▶ _Problem_:
Copy word for word every line of the items, starting at the line containing "mark: goat's face" and continuing through the final line.

** start of Extracted material **

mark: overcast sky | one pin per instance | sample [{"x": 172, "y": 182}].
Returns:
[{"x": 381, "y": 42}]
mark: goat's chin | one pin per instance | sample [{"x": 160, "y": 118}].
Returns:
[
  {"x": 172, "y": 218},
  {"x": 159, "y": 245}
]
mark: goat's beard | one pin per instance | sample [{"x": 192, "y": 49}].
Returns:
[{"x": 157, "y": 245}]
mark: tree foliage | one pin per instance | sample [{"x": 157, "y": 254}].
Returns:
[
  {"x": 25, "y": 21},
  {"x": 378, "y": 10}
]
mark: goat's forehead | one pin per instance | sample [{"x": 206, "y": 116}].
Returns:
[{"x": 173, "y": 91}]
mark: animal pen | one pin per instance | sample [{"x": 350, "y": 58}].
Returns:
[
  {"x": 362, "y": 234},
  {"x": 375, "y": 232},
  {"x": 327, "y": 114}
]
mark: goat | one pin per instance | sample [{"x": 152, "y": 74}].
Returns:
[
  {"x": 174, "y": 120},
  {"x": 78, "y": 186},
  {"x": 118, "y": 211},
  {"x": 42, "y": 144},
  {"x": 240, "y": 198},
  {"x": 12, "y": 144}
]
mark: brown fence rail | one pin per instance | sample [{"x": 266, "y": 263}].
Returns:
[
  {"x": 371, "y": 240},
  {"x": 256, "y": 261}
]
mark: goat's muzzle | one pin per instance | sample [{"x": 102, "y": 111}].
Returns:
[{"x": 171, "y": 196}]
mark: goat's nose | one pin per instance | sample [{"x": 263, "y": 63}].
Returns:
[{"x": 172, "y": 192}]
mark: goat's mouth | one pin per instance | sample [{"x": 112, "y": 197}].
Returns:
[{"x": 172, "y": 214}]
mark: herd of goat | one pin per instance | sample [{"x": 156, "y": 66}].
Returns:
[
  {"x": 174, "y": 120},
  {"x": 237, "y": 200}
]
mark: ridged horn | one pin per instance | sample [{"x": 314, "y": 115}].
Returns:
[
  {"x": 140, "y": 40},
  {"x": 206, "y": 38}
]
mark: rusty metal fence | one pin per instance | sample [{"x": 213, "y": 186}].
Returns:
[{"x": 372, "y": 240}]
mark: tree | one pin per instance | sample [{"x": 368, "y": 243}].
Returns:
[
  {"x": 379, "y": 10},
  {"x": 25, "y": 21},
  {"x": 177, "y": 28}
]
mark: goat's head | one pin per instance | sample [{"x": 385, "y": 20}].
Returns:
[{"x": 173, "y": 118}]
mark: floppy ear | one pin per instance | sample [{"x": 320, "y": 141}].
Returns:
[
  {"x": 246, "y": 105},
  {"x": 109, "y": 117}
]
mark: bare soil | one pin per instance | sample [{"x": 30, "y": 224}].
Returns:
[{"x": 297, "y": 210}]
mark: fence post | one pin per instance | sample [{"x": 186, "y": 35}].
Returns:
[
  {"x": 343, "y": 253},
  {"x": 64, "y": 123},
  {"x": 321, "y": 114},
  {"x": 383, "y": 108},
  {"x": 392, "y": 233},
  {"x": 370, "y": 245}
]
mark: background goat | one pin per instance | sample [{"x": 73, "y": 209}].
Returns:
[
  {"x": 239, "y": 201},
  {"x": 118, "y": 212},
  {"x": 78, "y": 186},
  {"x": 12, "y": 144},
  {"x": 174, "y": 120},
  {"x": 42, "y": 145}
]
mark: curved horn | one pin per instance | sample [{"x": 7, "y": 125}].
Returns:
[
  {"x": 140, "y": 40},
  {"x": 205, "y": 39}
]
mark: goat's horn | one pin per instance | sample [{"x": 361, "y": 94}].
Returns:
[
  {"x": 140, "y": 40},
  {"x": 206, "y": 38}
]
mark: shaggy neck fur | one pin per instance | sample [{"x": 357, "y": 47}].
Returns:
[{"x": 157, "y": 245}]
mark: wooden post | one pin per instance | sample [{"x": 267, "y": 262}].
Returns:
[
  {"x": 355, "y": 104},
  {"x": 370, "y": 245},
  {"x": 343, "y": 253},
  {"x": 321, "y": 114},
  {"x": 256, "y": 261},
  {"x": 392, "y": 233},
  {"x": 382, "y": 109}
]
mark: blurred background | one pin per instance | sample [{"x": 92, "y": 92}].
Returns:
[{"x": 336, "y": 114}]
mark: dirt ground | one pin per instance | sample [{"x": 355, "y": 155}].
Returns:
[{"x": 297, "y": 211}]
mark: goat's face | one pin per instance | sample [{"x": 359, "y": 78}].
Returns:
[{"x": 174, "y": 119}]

** end of Extracted material **

▶ _Task output_:
mark: goat's face | one pin per instance | sample [{"x": 359, "y": 78}].
Returns:
[{"x": 174, "y": 119}]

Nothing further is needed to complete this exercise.